**What is required:**
Please give the number of lines in the entries below that hold "truck", with no other words.

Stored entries
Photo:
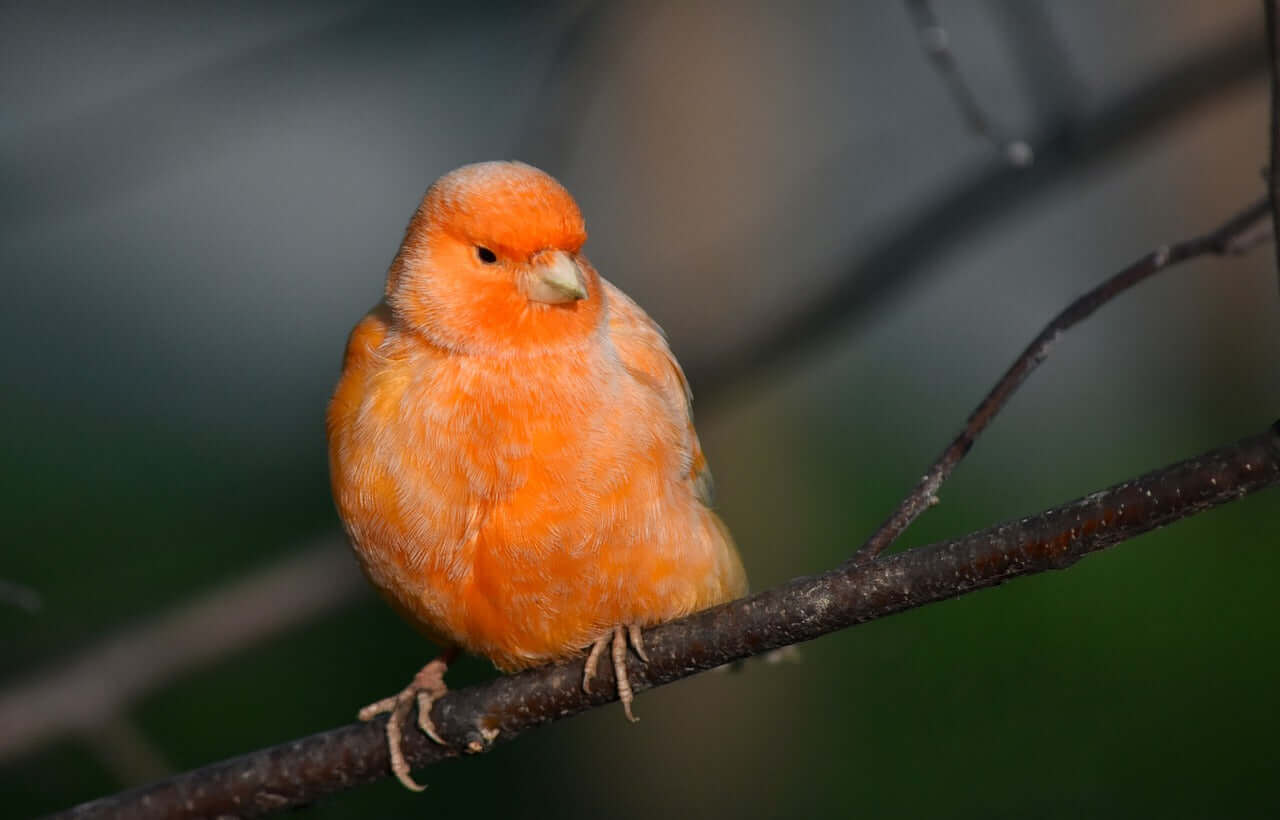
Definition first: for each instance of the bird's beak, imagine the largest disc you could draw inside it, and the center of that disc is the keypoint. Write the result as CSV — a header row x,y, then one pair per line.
x,y
556,279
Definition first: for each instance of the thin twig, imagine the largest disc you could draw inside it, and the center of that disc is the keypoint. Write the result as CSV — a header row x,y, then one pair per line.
x,y
877,271
937,45
1272,35
1220,241
472,719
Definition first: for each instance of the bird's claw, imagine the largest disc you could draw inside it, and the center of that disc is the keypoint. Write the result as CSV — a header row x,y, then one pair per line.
x,y
425,688
617,644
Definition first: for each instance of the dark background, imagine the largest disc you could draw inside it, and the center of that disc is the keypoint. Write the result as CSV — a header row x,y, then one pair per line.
x,y
199,200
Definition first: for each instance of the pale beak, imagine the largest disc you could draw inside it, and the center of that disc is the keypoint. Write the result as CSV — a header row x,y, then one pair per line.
x,y
556,279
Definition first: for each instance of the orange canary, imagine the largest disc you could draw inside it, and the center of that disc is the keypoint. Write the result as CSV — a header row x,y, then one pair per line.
x,y
511,445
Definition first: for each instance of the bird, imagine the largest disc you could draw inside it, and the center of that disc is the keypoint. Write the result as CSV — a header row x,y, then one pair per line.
x,y
512,449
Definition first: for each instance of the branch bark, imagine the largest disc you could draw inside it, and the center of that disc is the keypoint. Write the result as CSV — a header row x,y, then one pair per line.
x,y
1234,236
472,719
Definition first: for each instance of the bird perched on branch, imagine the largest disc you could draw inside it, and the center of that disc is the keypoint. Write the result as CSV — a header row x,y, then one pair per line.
x,y
511,445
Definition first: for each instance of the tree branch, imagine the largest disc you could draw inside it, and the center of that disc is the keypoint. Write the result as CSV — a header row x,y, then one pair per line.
x,y
297,773
1272,35
1234,236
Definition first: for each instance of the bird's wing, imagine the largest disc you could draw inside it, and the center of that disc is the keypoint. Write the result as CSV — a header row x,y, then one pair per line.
x,y
643,349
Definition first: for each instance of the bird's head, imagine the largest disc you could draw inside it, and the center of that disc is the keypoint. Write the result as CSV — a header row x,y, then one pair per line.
x,y
490,264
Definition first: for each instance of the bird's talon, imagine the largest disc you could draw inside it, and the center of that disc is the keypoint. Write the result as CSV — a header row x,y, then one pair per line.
x,y
593,660
426,687
638,642
425,700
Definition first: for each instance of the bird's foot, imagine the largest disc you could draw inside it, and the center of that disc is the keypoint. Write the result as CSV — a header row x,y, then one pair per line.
x,y
618,653
425,688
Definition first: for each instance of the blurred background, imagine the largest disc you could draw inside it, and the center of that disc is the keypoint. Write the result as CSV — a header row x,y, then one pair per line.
x,y
197,201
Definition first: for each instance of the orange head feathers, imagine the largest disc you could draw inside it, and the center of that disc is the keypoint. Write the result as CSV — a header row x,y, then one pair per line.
x,y
511,443
490,264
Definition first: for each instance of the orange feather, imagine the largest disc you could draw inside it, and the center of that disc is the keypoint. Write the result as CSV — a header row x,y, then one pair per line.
x,y
511,444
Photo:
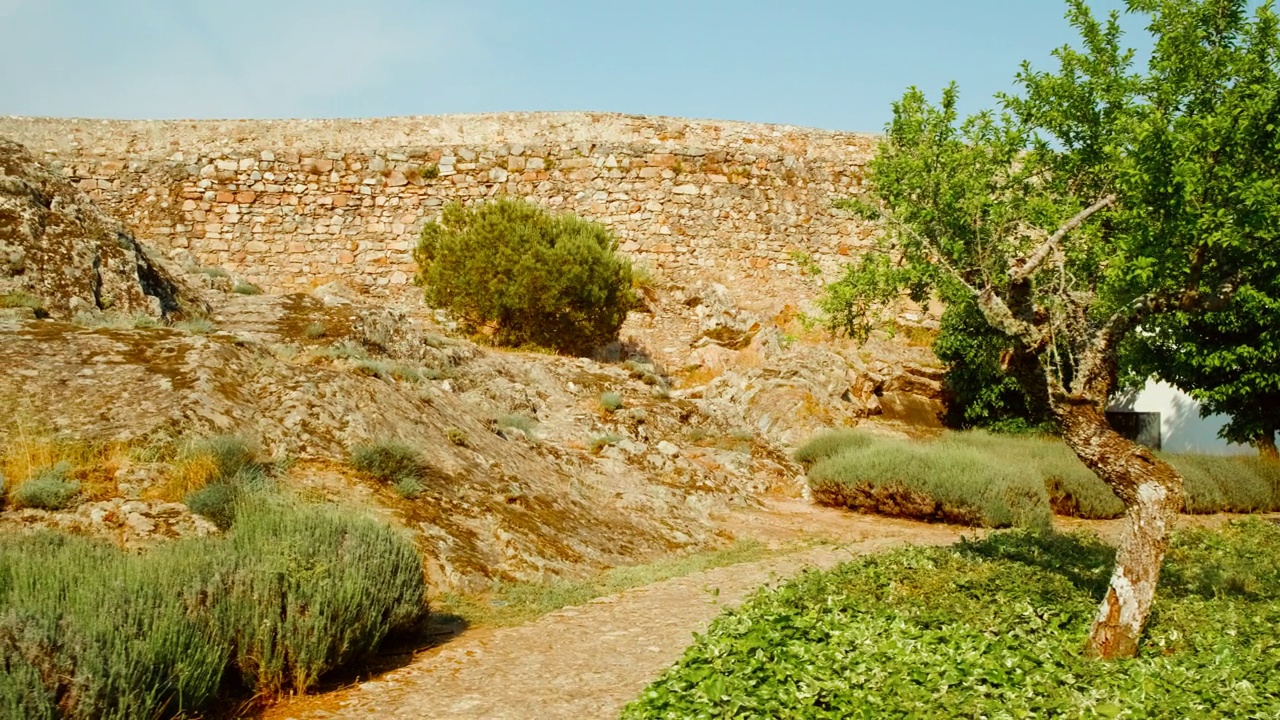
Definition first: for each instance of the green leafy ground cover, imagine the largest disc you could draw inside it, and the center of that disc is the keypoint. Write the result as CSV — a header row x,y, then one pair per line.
x,y
1000,481
992,629
287,595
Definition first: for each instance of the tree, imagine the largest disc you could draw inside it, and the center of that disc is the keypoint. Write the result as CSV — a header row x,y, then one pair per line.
x,y
979,391
526,276
1228,360
1097,200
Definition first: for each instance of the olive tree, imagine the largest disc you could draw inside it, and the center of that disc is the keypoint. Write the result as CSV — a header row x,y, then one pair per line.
x,y
1093,200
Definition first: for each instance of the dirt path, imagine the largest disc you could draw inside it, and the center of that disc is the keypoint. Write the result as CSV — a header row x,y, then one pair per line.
x,y
589,661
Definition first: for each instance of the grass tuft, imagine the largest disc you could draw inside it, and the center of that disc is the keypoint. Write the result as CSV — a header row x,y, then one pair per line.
x,y
49,488
392,463
611,401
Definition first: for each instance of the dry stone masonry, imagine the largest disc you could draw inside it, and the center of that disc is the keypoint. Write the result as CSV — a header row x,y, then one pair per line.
x,y
295,204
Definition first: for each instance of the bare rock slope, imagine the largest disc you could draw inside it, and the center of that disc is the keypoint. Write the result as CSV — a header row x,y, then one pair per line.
x,y
538,465
67,255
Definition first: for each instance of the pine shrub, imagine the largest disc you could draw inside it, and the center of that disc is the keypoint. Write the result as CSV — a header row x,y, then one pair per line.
x,y
528,276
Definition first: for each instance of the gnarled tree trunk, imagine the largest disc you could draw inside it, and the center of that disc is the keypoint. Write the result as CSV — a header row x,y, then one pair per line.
x,y
1152,493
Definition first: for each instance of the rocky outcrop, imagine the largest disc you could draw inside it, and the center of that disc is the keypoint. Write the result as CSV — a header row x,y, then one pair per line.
x,y
62,255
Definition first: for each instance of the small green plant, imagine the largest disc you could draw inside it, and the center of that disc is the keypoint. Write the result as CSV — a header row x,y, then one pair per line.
x,y
456,436
214,502
387,370
387,460
196,326
49,488
525,276
827,443
392,463
408,488
600,442
805,263
218,473
215,273
522,423
19,299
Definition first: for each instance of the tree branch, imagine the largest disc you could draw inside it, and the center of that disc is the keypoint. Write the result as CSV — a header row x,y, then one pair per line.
x,y
992,306
1022,268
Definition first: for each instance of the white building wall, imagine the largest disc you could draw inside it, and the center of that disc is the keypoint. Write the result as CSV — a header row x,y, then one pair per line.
x,y
1182,429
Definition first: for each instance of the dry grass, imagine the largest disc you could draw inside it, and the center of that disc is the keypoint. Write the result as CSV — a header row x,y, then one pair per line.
x,y
30,450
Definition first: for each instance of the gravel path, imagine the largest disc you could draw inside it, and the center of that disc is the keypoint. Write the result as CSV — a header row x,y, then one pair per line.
x,y
586,661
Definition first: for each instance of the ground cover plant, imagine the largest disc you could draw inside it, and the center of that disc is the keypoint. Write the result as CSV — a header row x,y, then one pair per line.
x,y
850,468
995,628
291,592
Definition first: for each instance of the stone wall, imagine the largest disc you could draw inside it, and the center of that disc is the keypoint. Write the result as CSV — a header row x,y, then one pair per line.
x,y
292,204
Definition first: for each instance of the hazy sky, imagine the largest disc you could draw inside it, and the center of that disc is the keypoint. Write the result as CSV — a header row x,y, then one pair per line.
x,y
823,63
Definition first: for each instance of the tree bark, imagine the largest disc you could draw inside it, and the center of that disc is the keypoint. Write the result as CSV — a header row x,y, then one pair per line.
x,y
1266,445
1152,493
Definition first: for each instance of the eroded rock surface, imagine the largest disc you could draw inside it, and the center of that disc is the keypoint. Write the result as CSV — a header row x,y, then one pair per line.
x,y
59,247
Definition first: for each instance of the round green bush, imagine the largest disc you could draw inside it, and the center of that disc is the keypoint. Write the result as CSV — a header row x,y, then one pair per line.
x,y
526,276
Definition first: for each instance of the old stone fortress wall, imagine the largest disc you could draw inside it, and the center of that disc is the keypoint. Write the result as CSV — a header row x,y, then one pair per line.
x,y
292,204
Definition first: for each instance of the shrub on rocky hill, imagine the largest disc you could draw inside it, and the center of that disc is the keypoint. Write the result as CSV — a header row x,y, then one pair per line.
x,y
87,630
526,276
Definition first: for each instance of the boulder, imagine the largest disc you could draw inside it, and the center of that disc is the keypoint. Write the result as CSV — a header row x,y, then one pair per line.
x,y
60,253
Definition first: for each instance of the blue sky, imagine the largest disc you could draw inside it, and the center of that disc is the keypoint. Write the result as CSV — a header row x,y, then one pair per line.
x,y
832,64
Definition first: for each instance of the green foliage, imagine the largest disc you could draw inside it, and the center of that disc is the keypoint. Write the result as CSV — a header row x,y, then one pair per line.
x,y
1203,354
87,630
978,392
936,481
19,299
991,629
215,502
600,442
528,276
1212,483
314,588
237,470
517,422
387,460
827,443
1184,147
392,463
611,401
873,281
49,488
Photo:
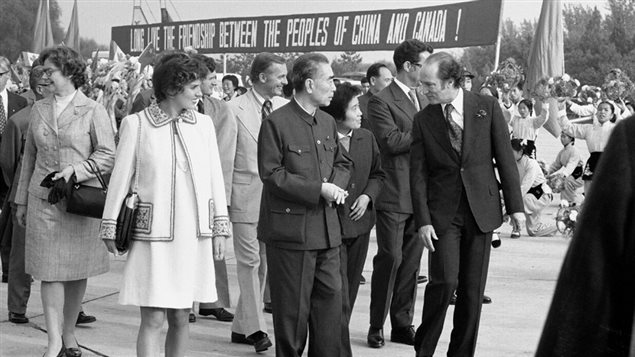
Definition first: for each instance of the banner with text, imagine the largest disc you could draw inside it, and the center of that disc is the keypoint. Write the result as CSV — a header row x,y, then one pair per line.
x,y
472,23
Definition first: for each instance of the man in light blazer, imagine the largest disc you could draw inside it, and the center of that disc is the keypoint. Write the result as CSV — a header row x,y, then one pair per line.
x,y
396,265
456,200
269,75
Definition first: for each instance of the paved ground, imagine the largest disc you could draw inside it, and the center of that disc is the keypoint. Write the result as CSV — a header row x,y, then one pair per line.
x,y
521,281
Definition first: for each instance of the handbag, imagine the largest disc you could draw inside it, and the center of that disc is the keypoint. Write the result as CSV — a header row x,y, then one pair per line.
x,y
128,212
86,200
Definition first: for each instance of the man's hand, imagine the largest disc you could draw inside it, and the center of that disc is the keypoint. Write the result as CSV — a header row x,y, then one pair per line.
x,y
518,220
427,234
359,207
332,193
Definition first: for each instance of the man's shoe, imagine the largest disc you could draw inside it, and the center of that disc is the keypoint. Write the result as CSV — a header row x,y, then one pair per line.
x,y
82,318
375,337
18,318
219,313
405,335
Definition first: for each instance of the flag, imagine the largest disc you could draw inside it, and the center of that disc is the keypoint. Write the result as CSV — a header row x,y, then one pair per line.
x,y
546,55
72,34
42,34
147,56
116,54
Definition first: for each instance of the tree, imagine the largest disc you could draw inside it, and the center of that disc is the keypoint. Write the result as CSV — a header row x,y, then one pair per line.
x,y
17,21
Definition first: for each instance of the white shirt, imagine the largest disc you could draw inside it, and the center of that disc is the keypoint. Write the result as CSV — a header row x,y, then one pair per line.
x,y
457,111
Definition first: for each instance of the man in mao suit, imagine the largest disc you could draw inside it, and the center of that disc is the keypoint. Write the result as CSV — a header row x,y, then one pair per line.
x,y
304,173
9,104
226,136
456,199
269,75
379,77
396,265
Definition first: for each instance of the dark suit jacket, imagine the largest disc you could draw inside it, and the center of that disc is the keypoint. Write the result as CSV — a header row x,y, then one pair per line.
x,y
438,176
391,113
367,178
297,152
593,305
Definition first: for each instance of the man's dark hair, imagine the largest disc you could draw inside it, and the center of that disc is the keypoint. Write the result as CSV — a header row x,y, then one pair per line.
x,y
172,75
449,68
68,61
342,97
408,51
373,70
304,68
231,78
262,62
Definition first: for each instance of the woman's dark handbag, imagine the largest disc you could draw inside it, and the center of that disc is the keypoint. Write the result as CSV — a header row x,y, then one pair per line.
x,y
128,212
87,200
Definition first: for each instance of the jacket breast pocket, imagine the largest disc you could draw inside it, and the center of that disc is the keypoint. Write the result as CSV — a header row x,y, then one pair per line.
x,y
288,222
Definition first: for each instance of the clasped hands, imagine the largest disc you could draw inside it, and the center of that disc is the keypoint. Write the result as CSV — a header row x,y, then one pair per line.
x,y
333,193
427,234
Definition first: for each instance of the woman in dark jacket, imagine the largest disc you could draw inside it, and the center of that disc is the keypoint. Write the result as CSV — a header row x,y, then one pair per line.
x,y
357,214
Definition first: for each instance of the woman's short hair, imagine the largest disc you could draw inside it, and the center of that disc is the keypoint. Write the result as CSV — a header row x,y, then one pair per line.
x,y
231,78
529,104
342,97
68,61
172,75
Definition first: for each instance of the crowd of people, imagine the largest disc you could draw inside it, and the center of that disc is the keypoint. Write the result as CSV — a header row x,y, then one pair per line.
x,y
297,171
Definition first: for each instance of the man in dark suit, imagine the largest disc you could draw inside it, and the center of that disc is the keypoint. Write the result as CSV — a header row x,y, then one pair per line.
x,y
9,104
396,265
379,77
456,199
304,174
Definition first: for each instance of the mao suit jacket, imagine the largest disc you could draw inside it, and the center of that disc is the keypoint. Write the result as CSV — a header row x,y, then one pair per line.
x,y
391,113
438,176
246,187
297,152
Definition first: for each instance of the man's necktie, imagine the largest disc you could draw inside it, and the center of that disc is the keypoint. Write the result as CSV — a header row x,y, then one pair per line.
x,y
346,142
413,98
3,117
454,130
267,108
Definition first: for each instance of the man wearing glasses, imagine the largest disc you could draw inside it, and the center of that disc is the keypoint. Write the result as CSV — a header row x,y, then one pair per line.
x,y
396,265
9,104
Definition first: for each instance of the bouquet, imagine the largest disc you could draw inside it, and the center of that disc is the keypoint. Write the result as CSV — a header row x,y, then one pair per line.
x,y
508,75
566,219
617,85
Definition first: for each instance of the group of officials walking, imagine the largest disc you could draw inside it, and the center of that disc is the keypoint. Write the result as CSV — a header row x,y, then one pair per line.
x,y
290,175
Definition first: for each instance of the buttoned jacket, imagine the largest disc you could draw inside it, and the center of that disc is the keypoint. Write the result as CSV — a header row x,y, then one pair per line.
x,y
367,178
156,148
246,185
81,132
297,152
391,113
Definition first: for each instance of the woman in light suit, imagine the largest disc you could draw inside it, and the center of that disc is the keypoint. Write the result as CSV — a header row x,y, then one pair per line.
x,y
63,249
170,151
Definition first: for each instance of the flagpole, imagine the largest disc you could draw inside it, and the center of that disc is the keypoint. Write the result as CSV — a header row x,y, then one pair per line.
x,y
498,40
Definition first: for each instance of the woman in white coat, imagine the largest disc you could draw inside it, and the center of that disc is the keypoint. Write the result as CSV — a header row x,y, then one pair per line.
x,y
170,150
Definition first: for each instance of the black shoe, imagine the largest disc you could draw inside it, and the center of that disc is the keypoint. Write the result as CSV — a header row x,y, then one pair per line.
x,y
18,318
375,337
219,313
405,335
82,318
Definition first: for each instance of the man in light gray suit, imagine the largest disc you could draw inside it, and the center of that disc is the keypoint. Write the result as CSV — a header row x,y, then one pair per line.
x,y
269,75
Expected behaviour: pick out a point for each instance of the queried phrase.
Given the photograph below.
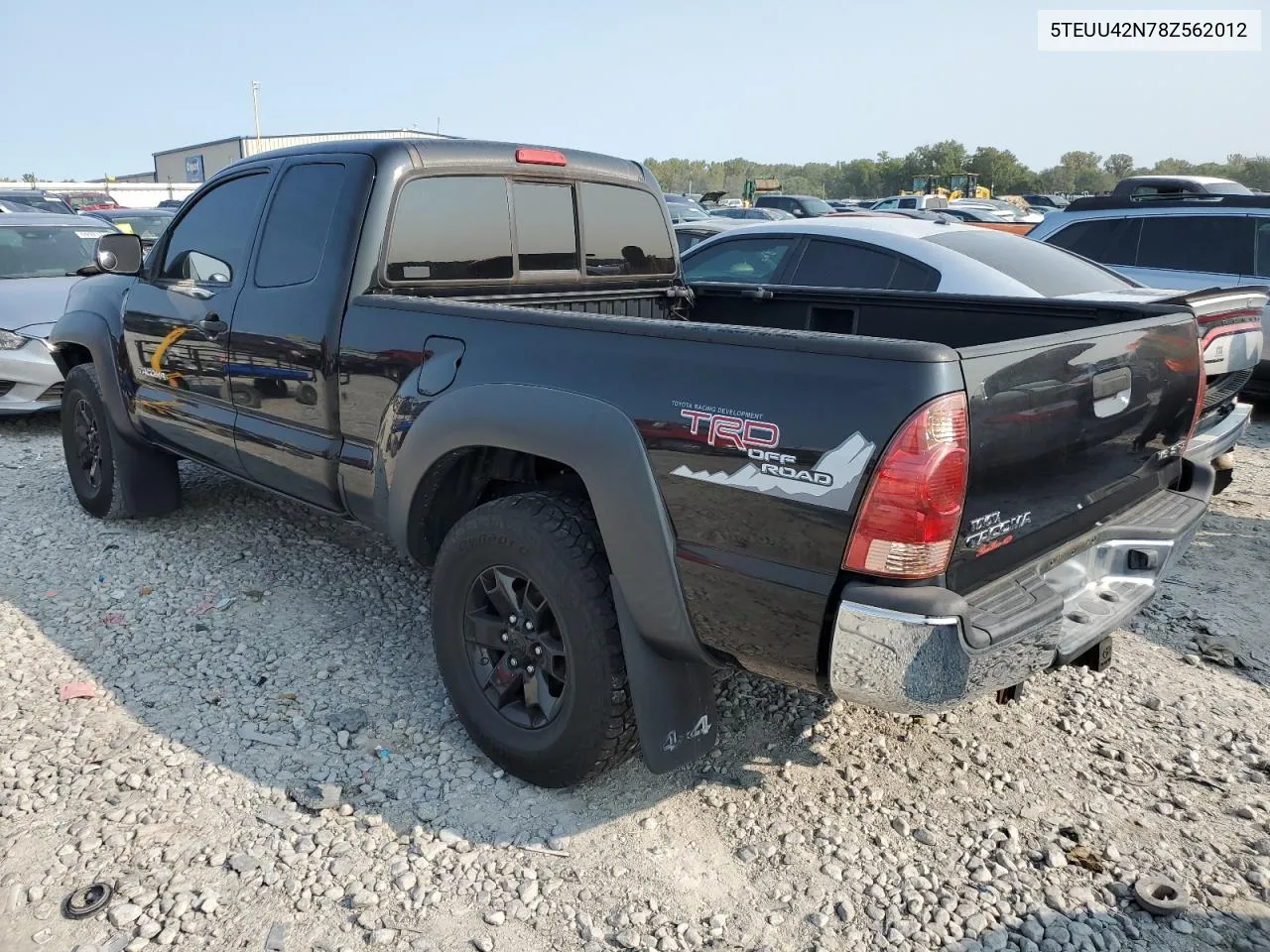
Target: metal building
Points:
(206, 159)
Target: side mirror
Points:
(118, 254)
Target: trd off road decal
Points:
(832, 481)
(993, 531)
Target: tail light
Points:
(911, 513)
(1242, 313)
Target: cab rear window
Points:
(489, 227)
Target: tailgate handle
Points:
(1111, 391)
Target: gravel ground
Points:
(246, 645)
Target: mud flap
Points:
(675, 702)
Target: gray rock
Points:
(350, 719)
(123, 914)
(317, 796)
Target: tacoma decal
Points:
(832, 481)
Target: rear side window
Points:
(453, 227)
(1047, 271)
(547, 230)
(1107, 240)
(838, 264)
(1262, 267)
(213, 240)
(738, 262)
(1196, 243)
(295, 232)
(624, 230)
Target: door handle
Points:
(212, 325)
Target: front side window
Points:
(1262, 264)
(815, 206)
(547, 230)
(1197, 243)
(213, 240)
(40, 252)
(451, 227)
(624, 230)
(738, 262)
(1106, 240)
(148, 227)
(295, 232)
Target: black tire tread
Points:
(571, 526)
(143, 481)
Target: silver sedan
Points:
(41, 257)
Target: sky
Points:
(788, 81)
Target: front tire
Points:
(112, 479)
(527, 642)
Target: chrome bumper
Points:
(1220, 438)
(915, 662)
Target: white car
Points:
(922, 203)
(1006, 211)
(903, 254)
(41, 257)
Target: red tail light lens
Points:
(540, 157)
(910, 517)
(1245, 313)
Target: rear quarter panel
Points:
(758, 553)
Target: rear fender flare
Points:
(604, 448)
(91, 331)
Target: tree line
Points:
(1000, 169)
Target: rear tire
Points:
(112, 477)
(550, 544)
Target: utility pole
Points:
(255, 107)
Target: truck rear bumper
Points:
(926, 649)
(1222, 436)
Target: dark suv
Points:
(798, 206)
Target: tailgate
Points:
(1066, 430)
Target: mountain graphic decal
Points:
(843, 463)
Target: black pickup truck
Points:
(622, 484)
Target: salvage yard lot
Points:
(244, 645)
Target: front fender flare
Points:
(91, 331)
(604, 448)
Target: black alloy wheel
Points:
(515, 649)
(87, 443)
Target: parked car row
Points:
(41, 258)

**Response below:**
2